- What is needed
Reproduce the line that holds "Where can you spot the green grass" together with all the lines after it up to the end of the entries.

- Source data
▶
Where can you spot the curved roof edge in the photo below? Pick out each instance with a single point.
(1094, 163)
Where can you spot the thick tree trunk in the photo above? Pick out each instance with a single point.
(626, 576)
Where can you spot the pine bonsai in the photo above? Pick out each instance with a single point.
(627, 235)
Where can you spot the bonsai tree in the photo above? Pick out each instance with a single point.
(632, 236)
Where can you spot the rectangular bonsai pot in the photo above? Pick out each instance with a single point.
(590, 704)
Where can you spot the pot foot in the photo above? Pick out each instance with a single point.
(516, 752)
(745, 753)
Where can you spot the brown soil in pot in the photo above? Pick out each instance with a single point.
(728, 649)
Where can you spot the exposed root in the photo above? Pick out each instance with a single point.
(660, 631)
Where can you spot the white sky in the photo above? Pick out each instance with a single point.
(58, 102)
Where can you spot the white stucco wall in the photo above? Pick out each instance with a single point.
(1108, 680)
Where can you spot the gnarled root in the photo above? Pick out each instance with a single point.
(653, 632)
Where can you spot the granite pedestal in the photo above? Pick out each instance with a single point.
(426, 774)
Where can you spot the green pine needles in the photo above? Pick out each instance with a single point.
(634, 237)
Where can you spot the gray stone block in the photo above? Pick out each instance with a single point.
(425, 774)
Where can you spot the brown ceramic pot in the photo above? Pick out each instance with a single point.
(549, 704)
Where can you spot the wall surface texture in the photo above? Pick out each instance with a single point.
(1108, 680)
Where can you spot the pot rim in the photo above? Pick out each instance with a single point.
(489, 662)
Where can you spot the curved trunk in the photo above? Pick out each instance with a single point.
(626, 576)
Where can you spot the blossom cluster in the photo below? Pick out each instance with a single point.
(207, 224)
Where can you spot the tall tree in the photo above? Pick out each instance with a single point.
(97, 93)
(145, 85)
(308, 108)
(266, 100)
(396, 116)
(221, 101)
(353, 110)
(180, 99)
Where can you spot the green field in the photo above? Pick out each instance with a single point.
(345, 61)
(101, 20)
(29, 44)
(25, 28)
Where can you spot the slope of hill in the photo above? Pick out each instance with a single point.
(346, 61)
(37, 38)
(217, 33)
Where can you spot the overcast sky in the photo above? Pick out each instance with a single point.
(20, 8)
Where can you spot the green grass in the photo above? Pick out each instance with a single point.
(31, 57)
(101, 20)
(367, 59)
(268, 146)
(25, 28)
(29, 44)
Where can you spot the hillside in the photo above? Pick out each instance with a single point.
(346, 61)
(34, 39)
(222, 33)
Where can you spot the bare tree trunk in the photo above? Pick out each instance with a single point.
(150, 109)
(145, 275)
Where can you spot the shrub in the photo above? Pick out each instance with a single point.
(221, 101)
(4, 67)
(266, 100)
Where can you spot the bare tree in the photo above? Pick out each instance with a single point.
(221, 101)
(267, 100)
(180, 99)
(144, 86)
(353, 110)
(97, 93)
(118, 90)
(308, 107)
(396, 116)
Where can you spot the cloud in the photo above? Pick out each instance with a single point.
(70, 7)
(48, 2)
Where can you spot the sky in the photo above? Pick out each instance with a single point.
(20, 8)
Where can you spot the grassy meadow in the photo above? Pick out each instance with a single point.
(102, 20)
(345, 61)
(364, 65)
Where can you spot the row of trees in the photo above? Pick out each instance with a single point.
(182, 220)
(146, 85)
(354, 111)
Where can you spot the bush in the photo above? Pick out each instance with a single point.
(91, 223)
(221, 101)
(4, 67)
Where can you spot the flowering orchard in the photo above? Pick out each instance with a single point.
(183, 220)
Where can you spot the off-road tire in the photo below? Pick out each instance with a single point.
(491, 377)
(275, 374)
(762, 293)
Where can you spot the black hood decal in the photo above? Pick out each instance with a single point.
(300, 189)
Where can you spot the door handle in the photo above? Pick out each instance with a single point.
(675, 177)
◀
- Full response
Where can you spot the green grass in the photo above? Pick out each instance with a single point.
(31, 57)
(101, 20)
(367, 59)
(268, 146)
(25, 28)
(29, 44)
Where can you spot the hillside in the photo above? Pick out each instance with a single point.
(346, 61)
(34, 39)
(222, 33)
Where can you spot the bare tree trunk in the photo above? Pick out each instance with a single point.
(150, 109)
(145, 275)
Where can you spot the shrub in the photo above? Pick out each instance with a single point.
(221, 101)
(4, 67)
(266, 100)
Where can you spot the bare tree in the photo above? Pick out each instance with a single point.
(221, 101)
(267, 100)
(180, 99)
(144, 86)
(353, 110)
(97, 93)
(118, 90)
(308, 107)
(396, 116)
Where can you spot the cloud in the photo above? Pick out each instance with a single point.
(70, 7)
(48, 2)
Where can you spot the sky in the photo above? Pick out each instance with a single point.
(20, 8)
Where can you spot the grassy meadow in the photo above? Pick out each instance with a single point.
(102, 20)
(345, 61)
(364, 65)
Where can you spot the row of trees in the photo above? Pick out each instance with a single point.
(182, 220)
(146, 85)
(354, 111)
Where can you spot the bush in the photo above? Pick out each instance with a single point.
(91, 223)
(221, 101)
(4, 67)
Where can you spot the flowering orchard in the photo above? Pick out each instance with a single point.
(183, 220)
Where can you spot the off-road tire in the photo below? Pick out each instance with a single point.
(491, 377)
(275, 374)
(762, 293)
Where can you spot the black hood decal in the photo above? Pick out each instance with a single point.
(300, 189)
Where can you spot the door handle in the photo above? Pick out each instance with a single point.
(675, 177)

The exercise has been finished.